▶ [TRECHO FORNECIDO]:
Dra. Kimberly Prather Ph.D.
"Não faz sentido fazer um ensaio randomizado sobre algo que você pode medir diretamente", disse ao Medscape a Dra. Kimberly Prather, Ph.D., química especialista em atmosfera, professora e diretora do NSF Center for Aerosol Impacts on Chemistry of the Environment da University of California, San Diego.
"Na verdade, muitos estudos têm mostrado aerossóis saindo através de máscaras cirúrgicas. As máscaras cirúrgicas são projetadas para bloquear grandes gotículas em aerossol. Os aerossóis (0,5 a 3,0 µm), contendo o vírus SARS-CoV-2 infectante, são transportados pelo fluxo de ar e escapam".
Dra. Trish Greenhalgh
"Este estudo (...) vai ser usado para justificar políticas de fornecimento de proteção inadequada aos profissionais de saúde, e talvez aos pacientes e aos visitantes, também", disse para o Medscape o Dr. Trish Greenhalgh, médico e professor de ciências da saúde em atendimento primário na University of Oxford no Reino Unido.
"Esses autores vêm rejeitando o tratamento da covid como doença de transmissão pelo ar há três anos", disse ao Medscape o Dr. David Fisman, epidemiologista e infectologista da University of Toronto's Dalla Lana School of Public Health no Canadá.

▶ [MATERIAL APRESENTADO]:
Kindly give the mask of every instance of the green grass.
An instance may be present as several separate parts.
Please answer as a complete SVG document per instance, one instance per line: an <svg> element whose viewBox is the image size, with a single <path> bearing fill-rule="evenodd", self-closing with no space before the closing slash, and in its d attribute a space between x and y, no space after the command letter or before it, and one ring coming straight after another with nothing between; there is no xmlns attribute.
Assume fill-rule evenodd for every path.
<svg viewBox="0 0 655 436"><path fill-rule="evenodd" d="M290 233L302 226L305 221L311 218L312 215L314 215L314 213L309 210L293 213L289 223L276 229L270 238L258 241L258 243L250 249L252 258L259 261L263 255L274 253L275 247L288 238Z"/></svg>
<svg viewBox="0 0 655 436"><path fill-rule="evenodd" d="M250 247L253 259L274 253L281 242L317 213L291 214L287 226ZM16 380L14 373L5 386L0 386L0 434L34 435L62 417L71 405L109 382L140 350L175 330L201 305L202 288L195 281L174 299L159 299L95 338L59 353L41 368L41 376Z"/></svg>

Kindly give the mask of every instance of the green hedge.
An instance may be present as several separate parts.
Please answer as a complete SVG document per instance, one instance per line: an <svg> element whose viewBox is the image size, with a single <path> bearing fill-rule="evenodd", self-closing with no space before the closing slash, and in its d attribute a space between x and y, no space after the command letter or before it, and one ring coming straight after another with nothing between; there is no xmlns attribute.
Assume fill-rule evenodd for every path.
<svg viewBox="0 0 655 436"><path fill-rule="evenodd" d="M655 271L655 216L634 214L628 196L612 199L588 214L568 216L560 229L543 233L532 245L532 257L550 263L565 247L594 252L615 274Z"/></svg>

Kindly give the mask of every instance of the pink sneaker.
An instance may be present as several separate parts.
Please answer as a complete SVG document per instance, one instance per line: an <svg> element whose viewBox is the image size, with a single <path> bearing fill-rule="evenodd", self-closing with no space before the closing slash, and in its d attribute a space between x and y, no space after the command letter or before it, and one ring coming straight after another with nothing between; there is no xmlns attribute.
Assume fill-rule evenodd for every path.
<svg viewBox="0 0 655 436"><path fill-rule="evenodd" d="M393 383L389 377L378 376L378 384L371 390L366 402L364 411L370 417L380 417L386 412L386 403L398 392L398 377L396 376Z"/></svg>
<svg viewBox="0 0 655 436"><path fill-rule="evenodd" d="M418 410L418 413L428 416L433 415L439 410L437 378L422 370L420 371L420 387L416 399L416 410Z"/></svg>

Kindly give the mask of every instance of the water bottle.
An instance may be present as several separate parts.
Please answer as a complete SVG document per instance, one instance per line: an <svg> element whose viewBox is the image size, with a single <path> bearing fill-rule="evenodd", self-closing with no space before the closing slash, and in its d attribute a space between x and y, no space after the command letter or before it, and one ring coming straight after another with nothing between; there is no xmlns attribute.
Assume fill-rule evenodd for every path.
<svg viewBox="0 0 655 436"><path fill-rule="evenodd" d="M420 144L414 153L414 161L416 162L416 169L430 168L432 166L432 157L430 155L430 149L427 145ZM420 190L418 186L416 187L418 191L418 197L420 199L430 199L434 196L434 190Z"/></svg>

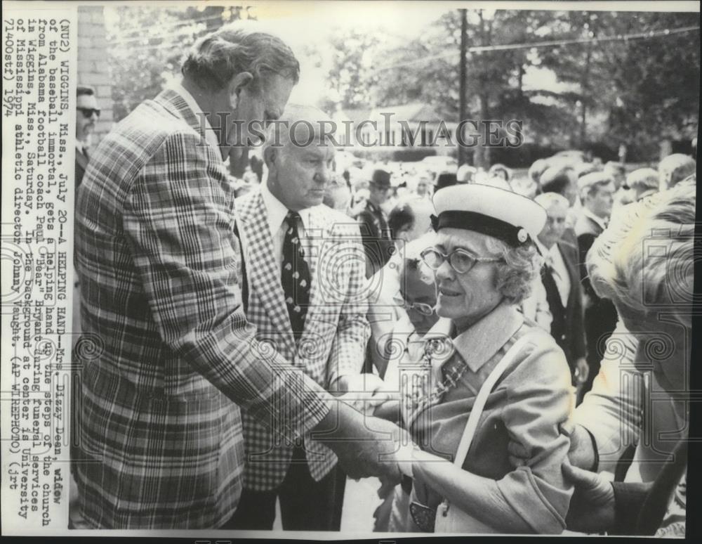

▶ [EXERCÍCIO 1]:
Segundo o trecho sobre máscaras cirúrgicas e aerossóis, qual é o tamanho dos aerossóis que contêm o vírus SARS-CoV-2 infectante?
▶ [EXERCÍCIO 2]:
Por favor, dê continuidade ao trecho sobre máscaras cirúrgicas e aerossóis a partir da última frase apresentada.

▶ [RESPOSTA 1]:
De 0,5 a 3,0 µm.

▶ [RESPOSTA 2]:
"Então, você verá essas pessoas brandindo este ensaio clínico muito enviesado para justificar a continuação das práticas de controle de infecções que foram desastrosas durante toda a pandemia".
Parte 3
O estudo foi financiado por Organização Mundial da Saúde, Canadian Institutes of Health Research e Fonds de recherche du Québec – Santé. Dr. John Conly informou receber subsídios de Canadian Institutes for Health Research, Pfizer e da OMS.
Dr. Roger Chou foi coautor de um dos autores do estudo Dr Mark sobre um assunto semelhante. Também revelou ser metodologista das diretrizes sobre medidas de prevenção e controle de infecções na covid-19 da OMS.
Dr. Mark Loeb informou receber remuneração por depor como perito sobre equipamentos de proteção pessoal do governo de Manitoba e do Peel District School Board.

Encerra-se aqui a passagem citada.